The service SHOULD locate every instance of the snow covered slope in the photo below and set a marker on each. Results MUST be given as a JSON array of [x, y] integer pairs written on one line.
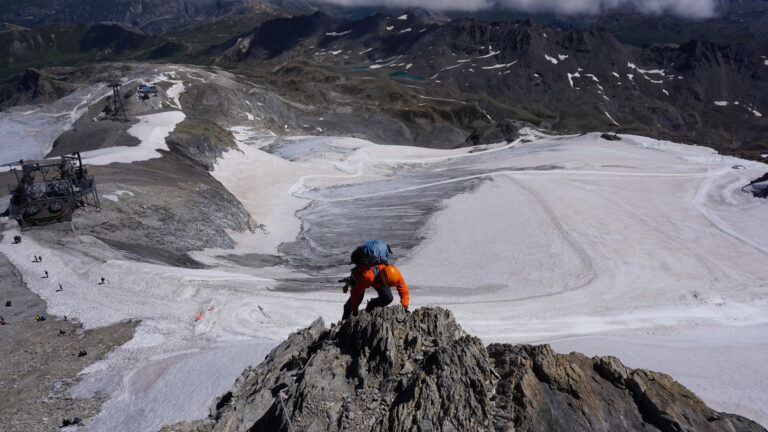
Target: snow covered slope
[[642, 248]]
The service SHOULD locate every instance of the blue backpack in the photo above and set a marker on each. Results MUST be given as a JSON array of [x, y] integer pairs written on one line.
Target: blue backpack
[[371, 253]]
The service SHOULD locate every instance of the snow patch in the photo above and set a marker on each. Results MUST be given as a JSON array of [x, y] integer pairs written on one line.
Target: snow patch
[[499, 66], [151, 131]]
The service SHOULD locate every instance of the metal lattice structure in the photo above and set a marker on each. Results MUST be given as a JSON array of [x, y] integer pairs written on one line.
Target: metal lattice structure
[[49, 191]]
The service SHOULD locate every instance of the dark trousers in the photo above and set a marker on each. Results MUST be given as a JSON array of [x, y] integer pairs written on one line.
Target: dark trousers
[[384, 298]]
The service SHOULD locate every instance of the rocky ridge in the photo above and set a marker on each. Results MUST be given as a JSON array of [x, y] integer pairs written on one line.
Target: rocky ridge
[[391, 370]]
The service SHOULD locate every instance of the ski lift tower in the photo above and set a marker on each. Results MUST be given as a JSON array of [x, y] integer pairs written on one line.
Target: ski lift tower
[[116, 107]]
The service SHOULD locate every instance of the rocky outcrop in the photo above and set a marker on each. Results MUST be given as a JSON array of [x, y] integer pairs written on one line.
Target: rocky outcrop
[[391, 370], [540, 390]]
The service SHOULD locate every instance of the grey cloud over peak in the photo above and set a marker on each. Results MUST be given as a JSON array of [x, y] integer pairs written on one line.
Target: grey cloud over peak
[[688, 8]]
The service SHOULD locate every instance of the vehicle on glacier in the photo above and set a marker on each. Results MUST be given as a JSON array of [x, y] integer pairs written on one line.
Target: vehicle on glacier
[[49, 191]]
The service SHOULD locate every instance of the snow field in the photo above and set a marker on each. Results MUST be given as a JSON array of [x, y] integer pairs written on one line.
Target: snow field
[[640, 248]]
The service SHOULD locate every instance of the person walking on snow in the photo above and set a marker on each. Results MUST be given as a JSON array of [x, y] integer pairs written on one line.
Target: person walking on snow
[[372, 269]]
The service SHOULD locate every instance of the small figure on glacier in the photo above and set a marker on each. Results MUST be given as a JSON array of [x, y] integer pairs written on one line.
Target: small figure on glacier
[[372, 269]]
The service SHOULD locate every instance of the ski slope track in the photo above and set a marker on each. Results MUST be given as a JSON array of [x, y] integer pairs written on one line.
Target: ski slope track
[[639, 248]]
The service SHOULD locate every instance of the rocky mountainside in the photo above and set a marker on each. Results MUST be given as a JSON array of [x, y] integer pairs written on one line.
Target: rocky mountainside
[[487, 74], [391, 370], [64, 44]]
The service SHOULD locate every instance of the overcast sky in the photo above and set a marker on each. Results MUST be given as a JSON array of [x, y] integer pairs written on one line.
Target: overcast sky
[[691, 8]]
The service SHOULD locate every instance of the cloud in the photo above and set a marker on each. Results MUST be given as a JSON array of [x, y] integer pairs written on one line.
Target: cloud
[[688, 8]]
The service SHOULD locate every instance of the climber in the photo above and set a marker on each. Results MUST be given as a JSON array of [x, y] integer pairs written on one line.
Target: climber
[[372, 268]]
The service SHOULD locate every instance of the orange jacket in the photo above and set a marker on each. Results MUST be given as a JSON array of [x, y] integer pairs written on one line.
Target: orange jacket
[[365, 277]]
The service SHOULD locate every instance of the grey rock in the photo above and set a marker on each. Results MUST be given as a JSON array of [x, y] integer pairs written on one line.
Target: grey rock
[[375, 372]]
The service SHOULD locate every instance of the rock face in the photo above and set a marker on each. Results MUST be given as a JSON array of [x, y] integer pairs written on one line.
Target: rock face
[[391, 370], [544, 391], [30, 87]]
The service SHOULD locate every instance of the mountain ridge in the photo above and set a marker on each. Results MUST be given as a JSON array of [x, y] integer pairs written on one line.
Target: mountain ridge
[[391, 370]]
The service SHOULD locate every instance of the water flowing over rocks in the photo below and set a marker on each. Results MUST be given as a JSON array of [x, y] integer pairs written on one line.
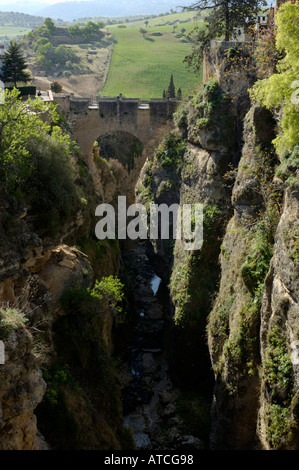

● ● ● ●

Apart from the pictures, every line above must be repeated exactly.

Response box →
The service SHOULD locate every instance of the snow covered slope in the photo below and set a marker on each. Results MUST be given as a JSON array of [x, y] integer pairs written on one line.
Target: snow covered slope
[[642, 248]]
The service SHOULD locate every instance of the blue backpack in the photo above and set a marker on each. Results MUST be given as a JSON array of [x, y] integer pairs written on one line.
Target: blue backpack
[[371, 253]]
The service SHOULD locate every instance of the snow patch in the photo above and set a marker on each. Results MUST be given as a JSON array of [x, y] integer pairs written on one line.
Target: snow patch
[[499, 66], [151, 131]]
The service SHOULD locate every instance of the metal lattice structure in the photo above and set a marker on each. Results MUST be given as a JSON array of [x, y] integer pairs written on one line.
Target: metal lattice structure
[[49, 191]]
The service SHOULD locate every instance of the dark trousers in the photo above and set a marker on each. Results MUST be given as a JSON array of [x, y] integer pairs written on one line.
Target: dark trousers
[[384, 298]]
The service SHOULD locate every instance of the rocky ridge in the photo above and set a marker on each. Results MUST be given as a JSON array of [x, y] integer pairs written on one line.
Target: rocky ridge
[[391, 370]]
The service SHOULD locate every instance of the ski lift tower in the photo above and set a marker on each. Results MUST be given as a JSON array of [x, y] integer pairs written on one line.
Target: ski lift tower
[[116, 107]]
The service SHOULD locate every instance of the rocky outcrop in the photo above and set a marker on each. Results MUST be given as a JSON array of [x, y] integer pairs written on one line.
Target: rocky outcrop
[[391, 370], [540, 390]]
The service SHOULD locate every instance of the grey cloud over peak in the photo above and set a marker on each. Results MUST be given as a JSON array of [x, y] integer pairs written on one line.
Target: grey cloud over peak
[[688, 8]]
The service SHOULD locate every instance of the vehicle on glacier in the photo above and set a marker on each. Results MUST be given as a JSON array of [x, y] integer pairs written on one line.
Target: vehicle on glacier
[[49, 191]]
The service SHOULD locate every instance of the snow field in the photo above and set a marker on each. Results MUST be given as a JSON array of [x, y] integer pairs written on one line.
Target: snow field
[[640, 248]]
The service SHOULD locate every instance of the person walking on snow in the photo above and set a marker on each. Results MUST be given as a JSON array of [x, y] integer pairs written on one line.
Target: person walking on snow
[[372, 269]]
The service SHOULD locate every instance of the small figure on glacier in the photo above and set a marker on each. Results MUST be given as a JSON array of [x, y] integer pairs written on one line.
Target: small figure on glacier
[[372, 269]]
The service SHOULD locate every instance of the ski slope track in the photo above and set a marker on each. Results MUST be given as a JSON array of [x, y] integer pairs written on one line.
Target: ski slope track
[[639, 248]]
The service SHOULD locate every instance of the rocky mountainside in the photo above and set a marker on each. Results MUST be given as a JSON array of [x, y] integer pairs written on one line.
Target: rocky mountainside
[[487, 74], [391, 370], [64, 44]]
The service SHOULD locate every instance of the overcast sky in the photo above and set a marker on each. Results MUST be given as a JSON array of [x, y] integer pairs written on one line.
Target: overcast sky
[[691, 8]]
The service SHOULD locate every instance of the cloud in the photo above and set a marker on each. Results MUST be given as a JSON array of [x, y] integer pairs written on one line.
Target: cloud
[[688, 8]]
The service SHOULD locate every instance of the climber in the photo above and set a marker on each. Results MUST be given as a JSON array of [x, y] integer pairs written on one line.
Target: climber
[[372, 268]]
The service SHOULD locate every instance of the orange jacket in the photo above and set a marker on each. Results MUST be given as a JSON array of [x, y] integer pairs written on one line.
Target: orange jacket
[[365, 277]]
The service SHOULD locate every instance of the grey rock in the photo above and set a marker on each. Results MUST be given as a JSON array of [x, y] integer pairs written on one line.
Target: grey rock
[[375, 372]]
The service SHOULD locate every instance of the rock face in the photo above and set a marker on each. Results MUST be given as a JSON array of [x, y] integer pairs written on one line.
Target: rock face
[[391, 370], [544, 391], [30, 87]]
The service SHOULD locate every instance of the mountain ridge in the photo above and set a marker on each. Results MUST be given as a JSON array of [x, y] integer pairs written on one line.
Target: mountain ridge
[[391, 370]]
The service SHOULD locate every instance of the water flowing over rocks in the photo below and set a marker on each. Results MUST be given as a JSON array of [x, y] integer pairs written on one line.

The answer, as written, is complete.